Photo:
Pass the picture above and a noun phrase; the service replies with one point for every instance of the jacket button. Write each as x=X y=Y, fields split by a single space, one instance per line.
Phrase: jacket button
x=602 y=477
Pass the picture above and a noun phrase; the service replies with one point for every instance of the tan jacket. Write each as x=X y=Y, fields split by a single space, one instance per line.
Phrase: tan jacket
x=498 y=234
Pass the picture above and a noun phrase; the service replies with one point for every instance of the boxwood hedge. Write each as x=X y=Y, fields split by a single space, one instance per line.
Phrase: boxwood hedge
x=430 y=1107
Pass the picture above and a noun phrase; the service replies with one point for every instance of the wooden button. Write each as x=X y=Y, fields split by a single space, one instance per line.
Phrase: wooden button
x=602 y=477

------------------------------------------------

§ What the exercise asks:
Scale the entries above by reproducing every line, requests included, with each x and y coordinate in the answers multiplied by 1.3 and rounded to the nearest whole number, halves rounding up. Leave the requests as they are.

§ The solution:
Photo:
Pass the picture above and a noun phrase; the service replies with one point for every instance of the jacket button. Write each as x=X y=Y, fields split by a single space, one instance per line.
Phrase: jacket button
x=783 y=620
Pass the picture above and a noun phrase; the service replies with one point for every instance of the tan jacket. Write each as x=X y=Y, fields split by a single space, one instance per line.
Phrase: tan jacket
x=647 y=304
Pass the picture above and a noun phrase; the service replies with one point for every instance of the boxwood hedge. Write each as x=X y=Y, fields split by a single space, one instance per line.
Phrase: boxwood hedge
x=559 y=1439
Pass the picture above and a noun phrase; the service replies with one point for every instance of the wooden button. Write each as x=X y=Y, fields split by a single space, one instance per line.
Phrase: wooden button
x=783 y=620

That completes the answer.